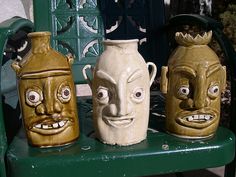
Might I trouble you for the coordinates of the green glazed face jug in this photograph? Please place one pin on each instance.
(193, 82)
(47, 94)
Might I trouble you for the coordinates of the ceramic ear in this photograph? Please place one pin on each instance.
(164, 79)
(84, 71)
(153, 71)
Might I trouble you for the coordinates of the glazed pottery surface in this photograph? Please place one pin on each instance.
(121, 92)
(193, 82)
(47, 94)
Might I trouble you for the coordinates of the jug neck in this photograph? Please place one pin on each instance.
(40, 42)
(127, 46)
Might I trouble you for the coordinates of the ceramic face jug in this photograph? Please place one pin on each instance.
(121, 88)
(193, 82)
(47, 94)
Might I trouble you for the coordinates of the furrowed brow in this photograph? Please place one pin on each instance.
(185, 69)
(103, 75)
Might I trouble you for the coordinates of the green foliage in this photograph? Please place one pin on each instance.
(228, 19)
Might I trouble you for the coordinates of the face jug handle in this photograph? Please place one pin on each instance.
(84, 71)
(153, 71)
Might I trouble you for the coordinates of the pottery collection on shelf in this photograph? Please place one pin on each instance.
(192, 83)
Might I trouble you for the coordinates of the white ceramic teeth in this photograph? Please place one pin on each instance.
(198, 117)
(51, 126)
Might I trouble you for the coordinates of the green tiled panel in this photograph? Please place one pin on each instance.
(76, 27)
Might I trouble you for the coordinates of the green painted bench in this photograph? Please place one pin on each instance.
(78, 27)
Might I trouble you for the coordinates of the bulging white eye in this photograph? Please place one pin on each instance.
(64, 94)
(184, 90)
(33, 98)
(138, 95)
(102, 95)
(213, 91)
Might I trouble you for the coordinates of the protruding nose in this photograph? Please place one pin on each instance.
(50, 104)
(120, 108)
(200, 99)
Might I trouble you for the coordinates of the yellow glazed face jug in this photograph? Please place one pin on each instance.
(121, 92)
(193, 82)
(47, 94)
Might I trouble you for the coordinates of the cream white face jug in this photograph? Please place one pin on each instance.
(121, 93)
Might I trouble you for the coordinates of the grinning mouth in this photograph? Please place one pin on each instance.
==
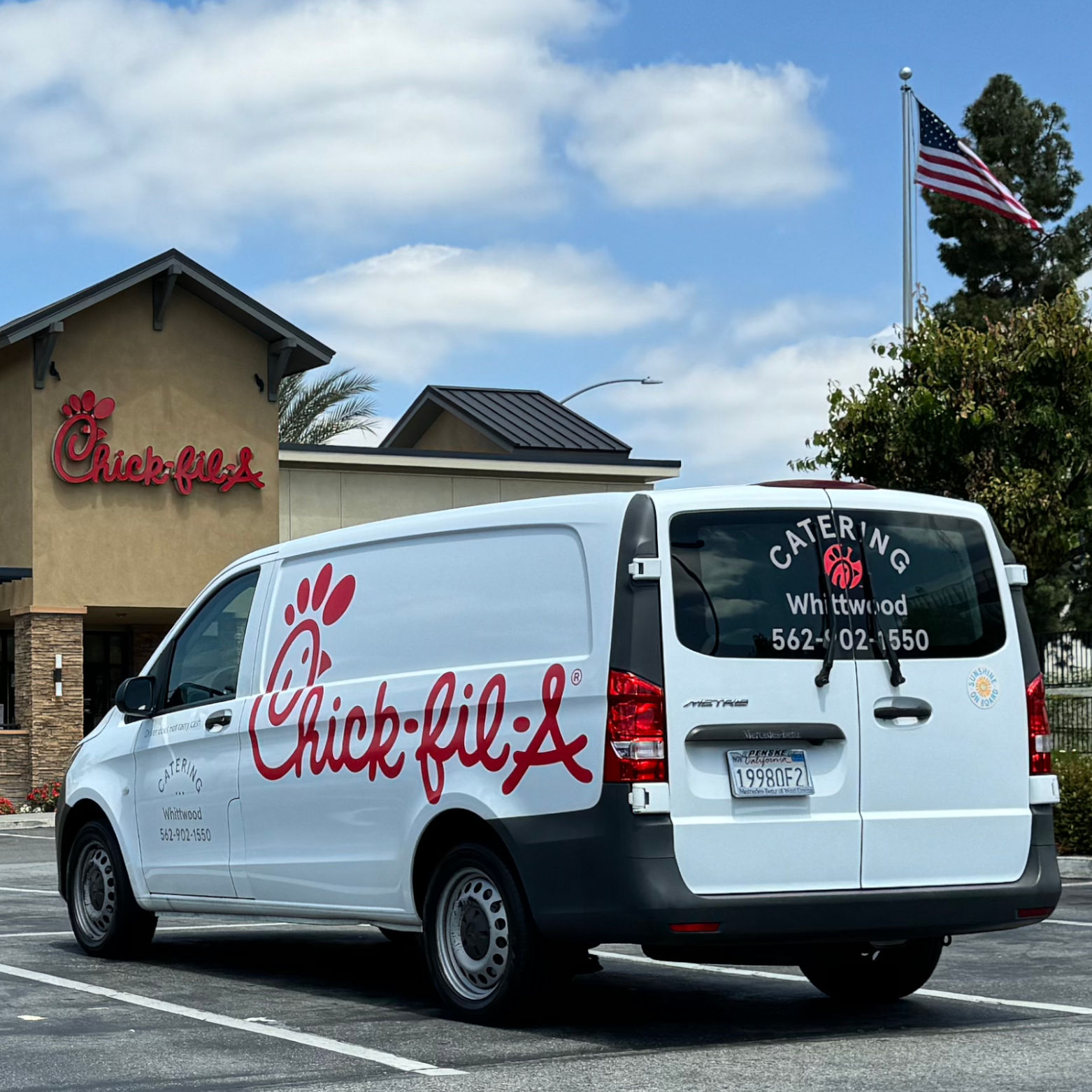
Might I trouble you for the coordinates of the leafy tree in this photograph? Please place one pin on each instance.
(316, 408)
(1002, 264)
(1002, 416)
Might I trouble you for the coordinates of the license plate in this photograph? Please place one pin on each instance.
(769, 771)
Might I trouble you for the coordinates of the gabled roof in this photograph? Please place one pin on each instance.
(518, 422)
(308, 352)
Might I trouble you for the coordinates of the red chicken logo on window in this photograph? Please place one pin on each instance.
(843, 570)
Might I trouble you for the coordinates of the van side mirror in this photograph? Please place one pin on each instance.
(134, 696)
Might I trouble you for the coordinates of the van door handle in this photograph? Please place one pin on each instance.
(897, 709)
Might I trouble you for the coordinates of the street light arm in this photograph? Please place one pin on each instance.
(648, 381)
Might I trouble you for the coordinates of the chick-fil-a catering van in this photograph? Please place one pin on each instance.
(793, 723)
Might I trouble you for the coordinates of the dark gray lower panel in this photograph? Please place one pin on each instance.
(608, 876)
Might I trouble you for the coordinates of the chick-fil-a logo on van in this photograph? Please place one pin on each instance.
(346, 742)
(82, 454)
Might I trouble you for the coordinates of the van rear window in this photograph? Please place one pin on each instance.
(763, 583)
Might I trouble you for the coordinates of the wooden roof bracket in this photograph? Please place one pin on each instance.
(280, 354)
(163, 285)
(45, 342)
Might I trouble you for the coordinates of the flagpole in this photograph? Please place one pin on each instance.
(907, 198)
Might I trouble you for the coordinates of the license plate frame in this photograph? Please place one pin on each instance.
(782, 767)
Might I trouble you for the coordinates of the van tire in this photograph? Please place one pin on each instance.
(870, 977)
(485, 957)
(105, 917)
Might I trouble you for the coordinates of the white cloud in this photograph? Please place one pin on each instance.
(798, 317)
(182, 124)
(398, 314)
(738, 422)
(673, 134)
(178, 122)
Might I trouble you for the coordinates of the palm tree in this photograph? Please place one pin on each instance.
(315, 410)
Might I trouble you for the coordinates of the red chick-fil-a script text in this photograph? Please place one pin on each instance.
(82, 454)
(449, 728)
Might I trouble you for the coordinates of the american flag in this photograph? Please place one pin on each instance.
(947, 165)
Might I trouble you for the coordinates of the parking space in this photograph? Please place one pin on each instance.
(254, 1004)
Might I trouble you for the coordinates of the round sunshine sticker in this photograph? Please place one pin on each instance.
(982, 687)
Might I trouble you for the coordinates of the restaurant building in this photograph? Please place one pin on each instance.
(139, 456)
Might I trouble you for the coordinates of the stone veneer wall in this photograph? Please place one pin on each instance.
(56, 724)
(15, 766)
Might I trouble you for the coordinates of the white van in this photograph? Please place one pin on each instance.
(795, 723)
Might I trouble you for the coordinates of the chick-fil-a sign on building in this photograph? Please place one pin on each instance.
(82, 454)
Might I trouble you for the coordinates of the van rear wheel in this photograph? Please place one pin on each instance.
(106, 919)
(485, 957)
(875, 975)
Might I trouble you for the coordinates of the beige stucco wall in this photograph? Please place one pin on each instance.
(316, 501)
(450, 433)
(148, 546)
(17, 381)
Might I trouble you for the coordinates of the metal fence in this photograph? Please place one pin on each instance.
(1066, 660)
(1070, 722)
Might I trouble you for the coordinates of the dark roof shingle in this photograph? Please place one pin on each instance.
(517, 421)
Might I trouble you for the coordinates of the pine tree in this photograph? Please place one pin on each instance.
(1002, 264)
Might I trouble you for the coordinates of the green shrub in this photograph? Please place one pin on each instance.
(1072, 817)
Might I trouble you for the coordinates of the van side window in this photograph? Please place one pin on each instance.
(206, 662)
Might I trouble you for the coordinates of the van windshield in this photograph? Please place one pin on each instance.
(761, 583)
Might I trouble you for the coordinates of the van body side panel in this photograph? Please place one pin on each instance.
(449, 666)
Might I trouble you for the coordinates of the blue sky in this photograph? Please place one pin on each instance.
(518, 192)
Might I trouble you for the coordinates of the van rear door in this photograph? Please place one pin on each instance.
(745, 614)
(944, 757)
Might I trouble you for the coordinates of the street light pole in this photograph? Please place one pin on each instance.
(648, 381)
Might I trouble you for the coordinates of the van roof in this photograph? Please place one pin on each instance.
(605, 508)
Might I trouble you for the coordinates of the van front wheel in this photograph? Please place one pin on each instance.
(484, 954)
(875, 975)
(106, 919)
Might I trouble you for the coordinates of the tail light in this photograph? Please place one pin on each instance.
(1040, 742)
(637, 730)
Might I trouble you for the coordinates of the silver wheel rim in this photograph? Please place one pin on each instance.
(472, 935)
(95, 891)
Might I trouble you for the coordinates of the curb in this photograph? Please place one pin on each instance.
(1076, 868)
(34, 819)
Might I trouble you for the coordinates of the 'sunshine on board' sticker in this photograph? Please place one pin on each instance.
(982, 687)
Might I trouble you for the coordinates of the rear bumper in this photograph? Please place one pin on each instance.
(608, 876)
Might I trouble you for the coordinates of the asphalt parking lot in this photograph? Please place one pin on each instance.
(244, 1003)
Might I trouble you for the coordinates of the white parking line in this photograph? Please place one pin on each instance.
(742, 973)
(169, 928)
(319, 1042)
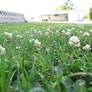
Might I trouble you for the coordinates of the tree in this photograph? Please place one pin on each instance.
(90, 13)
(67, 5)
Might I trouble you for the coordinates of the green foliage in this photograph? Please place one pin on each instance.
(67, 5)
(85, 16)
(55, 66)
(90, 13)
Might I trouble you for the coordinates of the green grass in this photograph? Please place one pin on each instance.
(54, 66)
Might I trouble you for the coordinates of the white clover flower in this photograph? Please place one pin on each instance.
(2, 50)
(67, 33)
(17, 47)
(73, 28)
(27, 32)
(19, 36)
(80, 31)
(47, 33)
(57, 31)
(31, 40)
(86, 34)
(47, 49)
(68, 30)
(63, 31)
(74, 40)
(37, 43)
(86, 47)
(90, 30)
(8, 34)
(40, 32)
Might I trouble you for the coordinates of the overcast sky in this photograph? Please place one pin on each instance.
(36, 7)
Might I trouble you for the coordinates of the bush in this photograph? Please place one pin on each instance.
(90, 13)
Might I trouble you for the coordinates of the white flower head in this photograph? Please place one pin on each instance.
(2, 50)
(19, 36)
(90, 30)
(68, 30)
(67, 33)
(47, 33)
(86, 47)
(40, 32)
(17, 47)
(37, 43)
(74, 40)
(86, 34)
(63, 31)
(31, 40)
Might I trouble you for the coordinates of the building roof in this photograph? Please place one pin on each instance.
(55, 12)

> **How to complete this task**: Beginning at the line above with "Might I trouble you for the coordinates of the face" and finishing at the line with "Might I trouble you for the coordinates of the grinning", return each line exactly and return nothing else.

> **Solution to this exercise**:
Might I trouble you for the coordinates of the face jug handle in this photograph? Please place one pin on each instance.
(84, 71)
(153, 71)
Might I trouble you for the coordinates of the pottery collection on shelf in this photograph? Please place one pin on each instance.
(192, 83)
Might I trouble you for the coordinates of the white ceramic teeth in this photograph? Please place one pin on each instance.
(198, 117)
(51, 126)
Might I trouble you for the coordinates of the green tiled panel in this photograph? Please place one pin on each instance.
(76, 27)
Might I trouble you for the coordinates of the green painted bench in this photograph? Please place one pin on each instance.
(78, 27)
Might I trouble you for the coordinates of the bulging white eye in this photograph? Please place one pin on each instance.
(64, 94)
(184, 90)
(33, 98)
(138, 95)
(102, 95)
(213, 91)
Might I trouble you for the coordinates of the protruding nose in this photograph? Please place one pin on each instance.
(50, 104)
(120, 108)
(200, 99)
Might I trouble you for the coordinates of the yellow glazed face jug in this photograph? Please place one pin on each instance.
(121, 92)
(193, 82)
(47, 94)
Might I trouble you for the coordinates of the cream white face jug in this photograph? Please place one pin on each instance.
(121, 93)
Might I trouble you for the coordinates of the grinning mouth in this photograph? Please place one pin on each instance.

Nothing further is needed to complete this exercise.